#### PASSAGE ####

It has to be understood that features of the method as described in the above and in the following may be features of the system as described in the above and in the following.
If technically possible but not explicitly mentioned, also combinations of embodiments of the invention described in the above and in the following may be embodiments of the method and the system.
These and other aspects of the invention will be apparent from and elucidated with reference to the embodiments described hereinafter.

BRIEF DESCRIPTION OF THE DRAWINGS

The subject matter of the invention will be explained in more detail in the following text with reference to exemplary embodiments which are illustrated in the attached drawings.

Fig.1a schematically shows aspects of the storage cycle of an energy storage system according to an embodiment of the invention.
Fig.1b schematically shows aspects of the working cycle of an energy storage system according to an embodiment of the invention.
Fig. 2 schematically shows an energy storage system having a storage cycle according to an embodiment of the invention.
Fig. 3 schematically shows an energy storage system having a working cycle according to an embodiment of the invention.
Fig. 4 shows a diagram depicting temperatures and state transitions of the thermal storage medium and the working fluid according to an embodiment of the invention.

The reference symbols used in the drawings, and their meanings, are listed in summary form in the list of reference symbols. In principle, identical parts are provided with the same reference symbols in the figures.

DETAILED DESCRIPTION OF EXEMPLARY EMBODIMENTS

Fig.1a schematically shows an energy storage system 10 for a power plant 12. The power plant 12 comprises a turbine 14 powered by steam from a boiler (not shown) that, for example, may be heated by conventional energy sources like coal, fuel, nuclear material or by renewable energy sources like sun energy. The power plant 12 comprises further a condenser 16, in which the steam cooled by the turbine is cooled to (or close to) ambient temperature.
Fig. 1a shows the process of steam bleeding and of storing the steam heat content into the energy storage system 10, for example for reducing the output of the power plant 12. During the storage cycle 18 of the energy storage system 10, steam of different temperatures is bled from different stages of the turbine 14, flows through a steam heat exchanger arrangement 20 and to the condenser 16.
For storing the heat, the energy storage system 10 comprises a thermal storage circuit 19 with a high temperature storage 22, an intermediate temperature storage 24 and a low temperature storage 26 connected together over a stream splitter 28 in the heat exchanger arrangement 20. The thermal storage circuit 19 and in particular the storages 22, 24, 26 (that may be tanks) contain water (that may contains additives) as thermal storage medium. It is possible that the storages contain another sensible heat storage medium. The heat energy from the steam (mostly latent heat) is stored in the form of sensible heat in the water. In the steam heat exchanger arrangement 20, the thermal storage medium flowing from the low temperature storage 26 to the high temperature storage 22 is heated with steam bled from the turbine 14. To generate different flowrates in the heat exchanger arrangement 20, with the stream splitter 28 the flow inside the heat exchanger arrangement 20 is joined with a flow of thermal storage medium from the intermediate temperature storage 24 or split into a flow to the intermediate temperature storage 24. With this stream splitting the amounts of differently heated thermal storage medium are generated that are used by the working cycle 29 shown in Fig. 1b. The stream splitting has the effect that the temperature differences in the heat exchanger 20 between the thermal storage medium and the steam may be minimized.

####

» TASKS TO CARRY OUT:
A: Decide whether each statement agrees with the energy storage passage, answering yes or no and quoting the deciding words: (i) the condenser cools the steam to or close to ambient temperature; (ii) during the storage cycle, steam is bled from a single stage of the turbine; (iii) the heat from the steam is stored in the water as latent heat.
B: Write out the stretch of the energy storage passage from "These and other" through "working cycle according to an embodiment of the invention.".
Answer using only the energy storage passage above.

#### SUPPLIED ENTRIES ####

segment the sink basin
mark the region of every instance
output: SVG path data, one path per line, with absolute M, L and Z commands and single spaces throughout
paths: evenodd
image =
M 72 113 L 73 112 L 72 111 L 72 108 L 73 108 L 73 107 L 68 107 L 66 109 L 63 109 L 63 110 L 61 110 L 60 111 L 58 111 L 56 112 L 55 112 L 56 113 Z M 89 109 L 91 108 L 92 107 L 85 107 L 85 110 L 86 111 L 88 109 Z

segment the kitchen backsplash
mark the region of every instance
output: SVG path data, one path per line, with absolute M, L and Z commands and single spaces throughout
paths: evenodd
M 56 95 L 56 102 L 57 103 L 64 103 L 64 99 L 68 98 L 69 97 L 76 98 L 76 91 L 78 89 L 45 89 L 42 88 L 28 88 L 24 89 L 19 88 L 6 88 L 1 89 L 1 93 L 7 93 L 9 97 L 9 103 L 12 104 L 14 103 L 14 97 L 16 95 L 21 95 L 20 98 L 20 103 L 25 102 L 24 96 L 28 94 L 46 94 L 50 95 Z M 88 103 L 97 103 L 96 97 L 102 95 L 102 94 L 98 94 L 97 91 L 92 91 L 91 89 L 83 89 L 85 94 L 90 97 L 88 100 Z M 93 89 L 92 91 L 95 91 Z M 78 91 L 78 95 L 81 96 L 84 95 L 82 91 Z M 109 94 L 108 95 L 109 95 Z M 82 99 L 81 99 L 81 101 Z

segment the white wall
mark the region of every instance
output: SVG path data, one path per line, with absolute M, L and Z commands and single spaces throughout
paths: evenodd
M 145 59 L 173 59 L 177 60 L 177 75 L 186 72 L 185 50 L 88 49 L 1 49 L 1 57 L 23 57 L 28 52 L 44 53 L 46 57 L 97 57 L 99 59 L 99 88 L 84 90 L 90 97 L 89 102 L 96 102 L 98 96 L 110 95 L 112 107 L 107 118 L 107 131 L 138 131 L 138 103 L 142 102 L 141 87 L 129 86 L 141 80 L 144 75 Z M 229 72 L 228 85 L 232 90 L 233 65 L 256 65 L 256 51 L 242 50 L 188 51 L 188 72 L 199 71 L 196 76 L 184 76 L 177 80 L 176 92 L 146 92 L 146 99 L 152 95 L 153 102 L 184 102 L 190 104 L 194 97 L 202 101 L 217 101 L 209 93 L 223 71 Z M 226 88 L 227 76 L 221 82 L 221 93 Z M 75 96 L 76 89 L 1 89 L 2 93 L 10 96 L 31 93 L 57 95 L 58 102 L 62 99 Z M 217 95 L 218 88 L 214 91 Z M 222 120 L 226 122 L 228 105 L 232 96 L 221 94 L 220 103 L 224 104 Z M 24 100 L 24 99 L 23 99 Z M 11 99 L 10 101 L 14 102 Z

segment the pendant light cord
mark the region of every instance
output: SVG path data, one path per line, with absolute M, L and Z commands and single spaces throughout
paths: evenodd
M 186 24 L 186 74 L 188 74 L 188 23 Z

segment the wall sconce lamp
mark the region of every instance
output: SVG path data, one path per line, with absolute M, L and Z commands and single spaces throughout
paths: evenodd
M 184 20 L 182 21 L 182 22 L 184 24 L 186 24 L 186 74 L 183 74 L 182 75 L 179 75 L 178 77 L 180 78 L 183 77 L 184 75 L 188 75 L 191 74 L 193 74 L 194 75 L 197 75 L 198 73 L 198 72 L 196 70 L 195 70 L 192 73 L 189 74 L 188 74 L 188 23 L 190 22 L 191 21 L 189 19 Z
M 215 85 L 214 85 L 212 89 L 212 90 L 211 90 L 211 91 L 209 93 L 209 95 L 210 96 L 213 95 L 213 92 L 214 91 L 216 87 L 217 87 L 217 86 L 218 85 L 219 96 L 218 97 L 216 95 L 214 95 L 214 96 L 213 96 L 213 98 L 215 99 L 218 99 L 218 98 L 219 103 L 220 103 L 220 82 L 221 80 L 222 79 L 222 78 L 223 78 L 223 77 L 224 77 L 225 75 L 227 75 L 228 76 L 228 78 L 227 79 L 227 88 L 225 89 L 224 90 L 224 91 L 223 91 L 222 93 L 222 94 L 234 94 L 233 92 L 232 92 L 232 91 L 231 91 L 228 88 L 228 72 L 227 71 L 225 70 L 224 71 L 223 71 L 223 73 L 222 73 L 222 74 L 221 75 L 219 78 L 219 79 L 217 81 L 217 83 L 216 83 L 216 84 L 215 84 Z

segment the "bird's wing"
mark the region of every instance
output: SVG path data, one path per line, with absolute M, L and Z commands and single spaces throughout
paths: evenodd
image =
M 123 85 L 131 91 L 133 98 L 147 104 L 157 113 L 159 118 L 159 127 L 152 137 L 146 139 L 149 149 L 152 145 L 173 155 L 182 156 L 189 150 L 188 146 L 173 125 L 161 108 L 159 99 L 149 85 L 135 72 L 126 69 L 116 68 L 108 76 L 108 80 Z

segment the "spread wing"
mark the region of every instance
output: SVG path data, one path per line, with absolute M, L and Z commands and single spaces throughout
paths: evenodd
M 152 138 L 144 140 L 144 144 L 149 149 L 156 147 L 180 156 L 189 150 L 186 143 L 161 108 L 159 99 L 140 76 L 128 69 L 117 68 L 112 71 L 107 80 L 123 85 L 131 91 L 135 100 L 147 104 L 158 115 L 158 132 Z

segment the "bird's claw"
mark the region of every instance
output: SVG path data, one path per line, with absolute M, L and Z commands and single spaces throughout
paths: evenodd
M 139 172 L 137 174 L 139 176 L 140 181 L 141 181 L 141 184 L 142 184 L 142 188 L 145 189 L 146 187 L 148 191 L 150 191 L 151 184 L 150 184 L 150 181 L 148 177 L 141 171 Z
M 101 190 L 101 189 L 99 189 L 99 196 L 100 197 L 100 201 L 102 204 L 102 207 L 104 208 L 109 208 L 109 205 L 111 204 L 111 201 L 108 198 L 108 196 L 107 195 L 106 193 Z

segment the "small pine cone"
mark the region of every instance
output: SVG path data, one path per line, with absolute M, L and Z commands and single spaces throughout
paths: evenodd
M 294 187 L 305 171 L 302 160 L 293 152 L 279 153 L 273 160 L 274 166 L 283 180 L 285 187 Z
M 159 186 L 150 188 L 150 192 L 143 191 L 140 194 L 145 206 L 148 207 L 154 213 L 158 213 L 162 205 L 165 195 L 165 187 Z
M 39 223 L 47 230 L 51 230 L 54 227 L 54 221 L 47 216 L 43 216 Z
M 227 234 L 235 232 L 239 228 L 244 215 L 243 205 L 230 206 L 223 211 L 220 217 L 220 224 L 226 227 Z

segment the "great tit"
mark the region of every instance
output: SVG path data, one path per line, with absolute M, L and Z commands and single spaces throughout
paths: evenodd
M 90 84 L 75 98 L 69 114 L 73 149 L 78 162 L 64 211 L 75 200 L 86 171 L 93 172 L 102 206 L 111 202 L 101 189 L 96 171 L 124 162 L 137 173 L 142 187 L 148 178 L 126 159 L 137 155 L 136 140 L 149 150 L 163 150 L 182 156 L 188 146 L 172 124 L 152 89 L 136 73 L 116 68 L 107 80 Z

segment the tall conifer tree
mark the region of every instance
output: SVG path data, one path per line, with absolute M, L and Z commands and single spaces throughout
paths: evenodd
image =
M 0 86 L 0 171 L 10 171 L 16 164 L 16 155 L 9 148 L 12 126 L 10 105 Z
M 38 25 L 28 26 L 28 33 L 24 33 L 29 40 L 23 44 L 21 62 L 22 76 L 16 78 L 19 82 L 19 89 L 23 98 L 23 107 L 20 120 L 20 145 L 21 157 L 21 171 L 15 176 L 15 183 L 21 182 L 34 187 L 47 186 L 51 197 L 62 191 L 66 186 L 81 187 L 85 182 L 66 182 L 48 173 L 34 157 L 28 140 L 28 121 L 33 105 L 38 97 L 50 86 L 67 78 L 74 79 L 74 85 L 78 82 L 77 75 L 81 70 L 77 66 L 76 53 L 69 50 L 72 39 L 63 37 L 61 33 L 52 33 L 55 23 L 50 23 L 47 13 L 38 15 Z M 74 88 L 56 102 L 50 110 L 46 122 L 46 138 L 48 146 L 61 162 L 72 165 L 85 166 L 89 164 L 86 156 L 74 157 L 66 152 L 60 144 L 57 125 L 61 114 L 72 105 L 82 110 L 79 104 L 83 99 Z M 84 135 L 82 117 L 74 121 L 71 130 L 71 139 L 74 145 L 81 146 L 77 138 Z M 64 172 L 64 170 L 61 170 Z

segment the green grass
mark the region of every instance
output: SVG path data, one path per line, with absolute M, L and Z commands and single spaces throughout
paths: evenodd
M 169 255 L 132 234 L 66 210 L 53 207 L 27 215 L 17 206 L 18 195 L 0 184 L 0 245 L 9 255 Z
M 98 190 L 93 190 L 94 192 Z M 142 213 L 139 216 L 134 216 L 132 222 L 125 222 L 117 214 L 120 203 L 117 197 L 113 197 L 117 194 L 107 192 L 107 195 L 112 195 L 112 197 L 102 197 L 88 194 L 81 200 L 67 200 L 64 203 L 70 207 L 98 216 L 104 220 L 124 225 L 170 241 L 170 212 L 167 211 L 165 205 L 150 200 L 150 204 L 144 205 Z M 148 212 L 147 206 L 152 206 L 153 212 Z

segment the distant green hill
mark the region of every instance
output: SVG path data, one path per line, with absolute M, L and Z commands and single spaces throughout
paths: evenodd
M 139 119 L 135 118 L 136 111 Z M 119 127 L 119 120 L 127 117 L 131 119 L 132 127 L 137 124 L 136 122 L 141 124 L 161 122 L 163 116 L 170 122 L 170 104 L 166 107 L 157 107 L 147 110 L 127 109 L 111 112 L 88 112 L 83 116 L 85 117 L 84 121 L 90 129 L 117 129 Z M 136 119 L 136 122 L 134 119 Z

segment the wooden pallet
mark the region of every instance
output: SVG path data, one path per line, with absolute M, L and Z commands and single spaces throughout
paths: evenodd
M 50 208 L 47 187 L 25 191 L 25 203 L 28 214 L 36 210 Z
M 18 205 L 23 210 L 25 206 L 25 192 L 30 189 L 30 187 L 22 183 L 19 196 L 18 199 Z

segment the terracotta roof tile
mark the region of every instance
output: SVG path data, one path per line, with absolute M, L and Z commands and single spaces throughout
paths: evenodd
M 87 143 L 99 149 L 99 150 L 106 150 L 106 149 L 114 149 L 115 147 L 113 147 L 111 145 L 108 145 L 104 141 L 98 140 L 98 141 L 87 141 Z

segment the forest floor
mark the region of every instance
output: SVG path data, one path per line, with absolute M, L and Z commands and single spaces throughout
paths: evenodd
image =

####

» EXERCISE SOLUTIONS:
A:
(i) Yes: "in which the steam cooled by the turbine is cooled to (or close to) ambient temperature"
(ii) No: "steam of different temperatures is bled from different stages of the turbine 14"
(iii) No: "The heat energy from the steam (mostly latent heat) is stored in the form of sensible heat in the water."

B:
These and other aspects of the invention will be apparent from and elucidated with reference to the embodiments described hereinafter.

BRIEF DESCRIPTION OF THE DRAWINGS

The subject matter of the invention will be explained in more detail in the following text with reference to exemplary embodiments which are illustrated in the attached drawings.

Fig.1a schematically shows aspects of the storage cycle of an energy storage system according to an embodiment of the invention.
Fig.1b schematically shows aspects of the working cycle of an energy storage system according to an embodiment of the invention.
Fig. 2 schematically shows an energy storage system having a storage cycle according to an embodiment of the invention.
Fig. 3 schematically shows an energy storage system having a working cycle according to an embodiment of the invention.